# Hand raised Bunny Pigeon.



## LittleTerrapin (Feb 13, 2015)

I apologize if this is in the wrong category...

Last year I rescued 2 baby pigeons and 2 eggs(Eggs didn't survive with foster doves I burrowed). My uncle had crushed and thrown out countless others from this pair of breeding wild doves in his workshop(poop screwed up some some of his tools). When the bigger baby turned 2 months old last June, I re-homed him easily, but the second baby, Rubideoux, Was my hand tame baby I loved dearly. 
I went cross country for 2 months, leaving all my pets behind(Baby sitter let a few of my pets die). A few weeks before I left I was waiting contact back from a lovely woman(we talked about her taking my boy) who had her own hand-raised baby, but she didn't reply until I was already a month gone away. By the time I got back she had never answered my emails or messages, as well as my pigeon had turned completely anti-social and hates EVERY human he sees! My baby! My shoulder sitting, kissing baby! Hates me! How do I get him to love me again? He is so lonely, I regret re-homing his brother...

To give him a friend, Call me crazy, I put him with my rabbit in a 48SqFt enclosure, they absolutely love each other. He has gotten a little more friendly this past week while living with the rabbit. Dances and sings, shares toys, that rabbit is the only thing he is not scared or aggressive over. He crawls down her burrow and sleeps underground! I have chickens but he attacks them aggressively, and my chickens hate him as well.
*****
**Tasks:**
1. Answer these questions from the forum post about the hand-raised pigeon:
(a) How long did the cross-country trip last?
(b) What is the name of the hand-tame baby pigeon?
(c) How large is the enclosure the pigeon shares with the rabbit?
2. Write the next part of the forum post about the hand-raised pigeon, picking up after its last sentence.
The data have no connection to the forum post about the hand-raised pigeon.

**Data supplied:**
*****
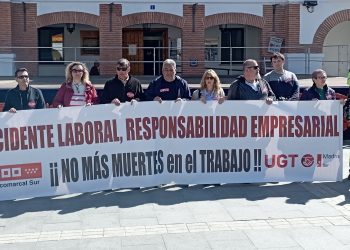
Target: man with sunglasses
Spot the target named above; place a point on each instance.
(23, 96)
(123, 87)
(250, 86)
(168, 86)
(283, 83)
*****
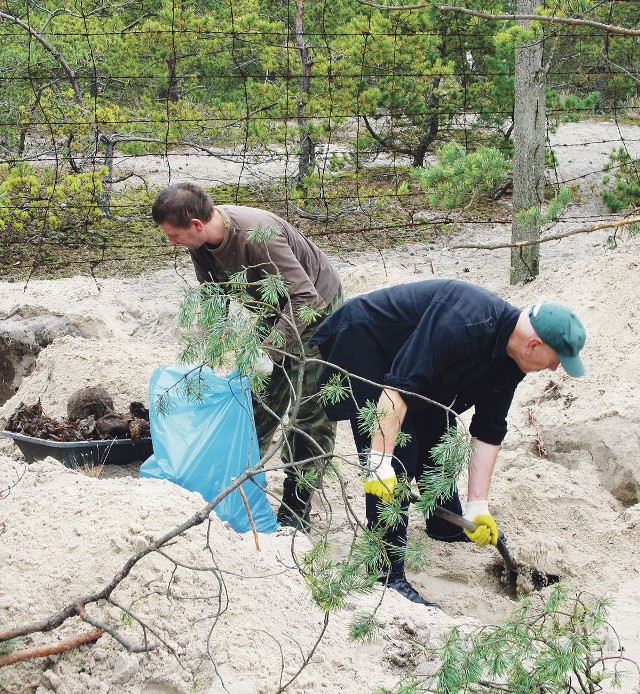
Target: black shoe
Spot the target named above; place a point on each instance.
*****
**Results of the exercise:**
1.
(a) Two months.
(b) Rubideoux.
(c) 48 square feet.

2.
I can't find his baby pictures but have these. I Taught him how to fly, syringe fed him since 15 days old after burrowing doves from a friend.
How do I get him to trust me again? He refused feed from my hands now... I just want him to be happy and know humans are OK again. I don't know what that babysitter did...


----------



## Mdelgado (May 19, 2009)

Excuse me, how do you post a new article or request on this website?


----------



## CBL (May 13, 2014)

All fairly normal, if he was weaned and a boy, he will be a bit more standofish than a hen.
Just let him be a bird and he will be tame enough when he wants. After a week or so of handling daily he should calm down and try to woo you. I would be careful with him in with the rabbit and more concerned about the chickens. If he picks up any of the rabbit or chicken poop he can get good and sick. If you want him tame, separate him from them and have him only with you. If you want him happy and independent, then let him be a bird. And just enjoy him and allow him to come to you on his terms.


----------



## cwebster (Dec 11, 2010)

Lovely bird! First time I've ever seen a pigeon and rabbit together like that. Agree with CBL that both the pigeon and rabbit could be at risk though. If you separate them the pigeon should get more friendly.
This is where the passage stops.